----- PROVIDED MATERIAL

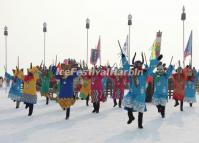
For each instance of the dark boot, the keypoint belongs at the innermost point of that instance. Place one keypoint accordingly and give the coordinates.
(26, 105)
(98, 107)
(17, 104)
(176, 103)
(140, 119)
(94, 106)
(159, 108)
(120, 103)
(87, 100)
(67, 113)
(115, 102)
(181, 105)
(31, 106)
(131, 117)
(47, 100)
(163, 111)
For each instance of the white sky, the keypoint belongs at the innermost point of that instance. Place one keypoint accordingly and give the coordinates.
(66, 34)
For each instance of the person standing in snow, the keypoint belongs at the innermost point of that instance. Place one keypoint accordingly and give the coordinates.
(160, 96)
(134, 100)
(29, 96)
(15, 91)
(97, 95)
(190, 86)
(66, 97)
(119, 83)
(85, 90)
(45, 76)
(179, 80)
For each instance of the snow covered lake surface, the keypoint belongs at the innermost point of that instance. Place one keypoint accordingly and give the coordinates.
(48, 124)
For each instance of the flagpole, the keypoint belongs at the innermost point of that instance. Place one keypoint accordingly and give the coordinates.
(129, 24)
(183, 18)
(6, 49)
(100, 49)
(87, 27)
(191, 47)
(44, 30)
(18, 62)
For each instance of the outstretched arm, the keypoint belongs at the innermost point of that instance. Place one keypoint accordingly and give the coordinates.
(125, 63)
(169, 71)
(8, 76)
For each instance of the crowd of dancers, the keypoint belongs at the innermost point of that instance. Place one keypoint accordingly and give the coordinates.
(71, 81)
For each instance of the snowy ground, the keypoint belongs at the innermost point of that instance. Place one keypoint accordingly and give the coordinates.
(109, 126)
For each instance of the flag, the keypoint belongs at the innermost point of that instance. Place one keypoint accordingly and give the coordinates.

----------

EXERCISE DETAILS:
Where a picture appears, skip it; repeat everything else in the data exactly.

OUTPUT OF THE EXERCISE:
For each instance of the dark boot, the keypoint belongs at the innermost point of that instance. Place one keypoint accordingly and give the coordinates.
(26, 105)
(98, 107)
(17, 104)
(176, 103)
(140, 119)
(94, 106)
(159, 108)
(120, 103)
(87, 100)
(67, 113)
(115, 102)
(181, 105)
(31, 106)
(131, 117)
(47, 100)
(163, 111)
For each instance of the white sky, the keypoint belongs at the innermost point of that instance. Place one keypoint accordingly and give the coordinates.
(66, 34)
For each instance of the person standing in snow, the keypoint belongs at the innermost point of that instance. Place one keypoint accordingly and give the coordinates.
(160, 96)
(134, 100)
(29, 96)
(15, 91)
(97, 95)
(190, 86)
(66, 97)
(119, 83)
(85, 90)
(45, 76)
(179, 80)
For each instance of the snow covered lake surface, the keypoint belongs at the innermost point of that instance. Place one keypoint accordingly and give the coordinates.
(48, 124)
For each instance of the flagpole, the keypoint belongs at the innermost point of that instance. Place one keypoint accordingly and give the coordinates.
(129, 24)
(183, 18)
(6, 49)
(100, 49)
(87, 27)
(191, 47)
(44, 30)
(18, 62)
For each instance of the outstretched arm, the keypoint belongs at the innermost point of that instance. Place one keypoint accordingly and give the coordinates.
(125, 63)
(169, 71)
(8, 76)
For each instance of the crowd of dancers, the keypoint belongs at the innermost point of that instance. Place one keypoint accordingly and give the coordinates.
(71, 81)
For each instance of the snowy ground, the keypoint belongs at the innermost point of that instance. Place one keypoint accordingly and give the coordinates.
(109, 126)
For each instance of the flag, the keypoint belongs at the innermost point of that instance. Place one keypoint accordingly and give the coordinates.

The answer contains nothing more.